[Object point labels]
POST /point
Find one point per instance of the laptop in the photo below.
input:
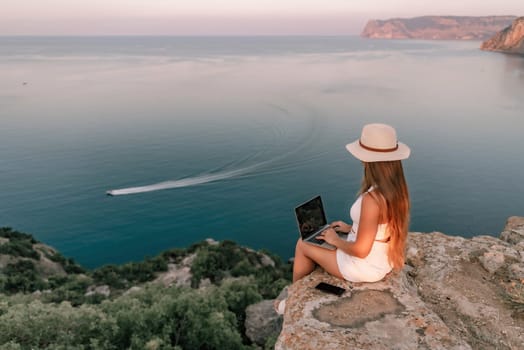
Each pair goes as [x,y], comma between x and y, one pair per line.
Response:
[311,220]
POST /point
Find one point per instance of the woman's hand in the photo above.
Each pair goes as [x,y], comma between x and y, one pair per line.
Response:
[340,226]
[330,236]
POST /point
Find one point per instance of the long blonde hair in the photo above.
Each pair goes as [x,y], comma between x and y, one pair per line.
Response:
[391,193]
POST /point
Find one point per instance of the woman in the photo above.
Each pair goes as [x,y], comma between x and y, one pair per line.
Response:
[376,241]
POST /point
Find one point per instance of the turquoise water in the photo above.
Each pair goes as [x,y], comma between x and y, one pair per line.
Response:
[246,127]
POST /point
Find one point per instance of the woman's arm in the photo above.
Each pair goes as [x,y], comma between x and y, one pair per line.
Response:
[367,230]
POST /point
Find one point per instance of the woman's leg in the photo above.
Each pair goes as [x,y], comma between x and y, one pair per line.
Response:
[308,255]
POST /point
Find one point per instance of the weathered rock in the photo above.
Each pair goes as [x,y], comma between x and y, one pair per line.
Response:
[510,39]
[514,230]
[262,322]
[437,27]
[383,315]
[452,294]
[178,275]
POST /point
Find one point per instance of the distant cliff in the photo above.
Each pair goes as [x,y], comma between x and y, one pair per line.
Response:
[510,39]
[437,27]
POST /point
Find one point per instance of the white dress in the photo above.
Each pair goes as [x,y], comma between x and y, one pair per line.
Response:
[373,267]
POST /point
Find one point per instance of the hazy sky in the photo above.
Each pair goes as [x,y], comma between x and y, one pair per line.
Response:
[222,17]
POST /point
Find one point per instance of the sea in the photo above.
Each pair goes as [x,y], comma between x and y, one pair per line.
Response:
[221,137]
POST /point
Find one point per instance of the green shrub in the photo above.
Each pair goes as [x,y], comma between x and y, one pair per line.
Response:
[22,277]
[49,326]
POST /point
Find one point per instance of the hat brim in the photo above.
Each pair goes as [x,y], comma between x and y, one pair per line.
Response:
[402,152]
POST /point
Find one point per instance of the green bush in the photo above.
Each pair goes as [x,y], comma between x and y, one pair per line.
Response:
[22,277]
[49,326]
[19,244]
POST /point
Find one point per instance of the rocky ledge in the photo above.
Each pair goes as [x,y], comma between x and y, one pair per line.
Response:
[437,27]
[510,39]
[454,293]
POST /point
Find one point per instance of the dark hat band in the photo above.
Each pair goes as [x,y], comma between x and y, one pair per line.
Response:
[378,149]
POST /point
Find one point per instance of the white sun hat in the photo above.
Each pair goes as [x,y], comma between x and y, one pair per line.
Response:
[378,143]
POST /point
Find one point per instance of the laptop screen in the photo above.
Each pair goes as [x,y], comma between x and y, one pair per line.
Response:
[310,217]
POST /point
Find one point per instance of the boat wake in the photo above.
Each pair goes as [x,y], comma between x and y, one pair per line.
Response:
[224,174]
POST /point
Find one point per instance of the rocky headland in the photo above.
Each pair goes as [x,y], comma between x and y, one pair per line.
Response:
[454,293]
[510,39]
[437,27]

→ What the exercise asks: Output the entries above exactly, without their pictures.

→ Final answer:
POST /point
Find one point per instance of the laptop in the photo below.
input:
Each pair goes as [x,y], comma between x and y, one pair per line.
Response:
[311,220]
POST /point
Find one point per instance of the woman's hand in the photo above.
Each pair goes as [x,y], comma between x and y, one pair per line.
Response:
[340,226]
[330,236]
POST /point
Find one point per instance of the long blonde hair in the photo above.
Each pair goes as [x,y], comma between x and y, one pair per line.
Response:
[391,193]
POST /point
Find one point per instance of the woman in the photo above.
Each pair goes as [x,y], comma between x and y, one pair per line.
Response:
[376,241]
POST /point
Find one point per instance of the turquoise water in the photo above.
Each pair goes as [x,y], comma between x and y, one pair per line.
Response:
[246,127]
POST /point
Find one point per instance of the woman's arm in the photo above.
Each pair goes as [x,y], comma between x and y, one pair per line.
Response:
[367,230]
POST /point
Find one point per instance of the woman's leg in the photo above.
Each pair goes as [x,y], comma between x and y, one pair per line.
Response:
[308,255]
POST /point
Find one point per instance of the weathered rock in the photo above.
Each pair goes as [x,y], comma between x and y, one pair per line.
Response:
[510,39]
[514,230]
[262,322]
[437,27]
[383,315]
[452,294]
[178,275]
POST /point
Find one point per instance of the distant cliff in the photo above.
Each pair goes as [x,y], comma between x and y, one pair per line.
Response:
[510,39]
[437,27]
POST /point
Find one point per instance of the white dress in the photo above.
Each pair goes as [x,y], comma between x and y, one pair per line.
Response:
[373,267]
POST /point
Find one point per instance of the hazy sky in the photo above.
Each pair goes as [x,y], comma between x and y, one pair per line.
Response:
[222,17]
POST /point
Find one point per instance of the sea in the photo above.
Each pair goes as [x,y], comma between x and y, one pair per line.
Response:
[221,137]
POST /point
Find one point per instance of the green shrub in the photo above.
Each pair goes as [x,y], comma between x and y, one pair per line.
Response:
[22,277]
[49,326]
POST /point
Find one point per instance of the hat brim in the photo above.
Each pair goes as [x,y], comma between x and y, one pair per line.
Response:
[402,152]
POST /point
Find one point per instance of the green bush in the photo above.
Each pair goes as [x,y], comma between x and y, one pair per line.
Response:
[22,277]
[49,326]
[19,244]
POST /point
Find one point per instance of the rocky ledge in the photo above.
Each pair goes as [x,y], comma between x and y, one pair per line.
Response:
[437,27]
[510,39]
[454,293]
POST /point
Find one point per instance of the dark hat band in the photo above.
Each pair goes as [x,y], comma between x and y, one pair per line.
Response:
[378,149]
POST /point
Find one point per instance of the white sun hat in the photo above.
Each pair goes as [x,y], comma between x and y, one pair per line.
Response:
[378,143]
POST /point
Find one point per instance of the laptop screen in the photo above.
Each pair goes as [x,y], comma between x and y, one pair per line.
Response:
[310,217]
POST /point
Find one point per instance of the boat wake in the photo above.
Each pair goes as [x,y], comma between x and y, one pair per line.
Response:
[224,174]
POST /point
Find one point per instance of the rocky headland in the photo above.
Each pair goes as [x,y], comma between x and y, one pair per line.
Response:
[454,293]
[510,39]
[437,27]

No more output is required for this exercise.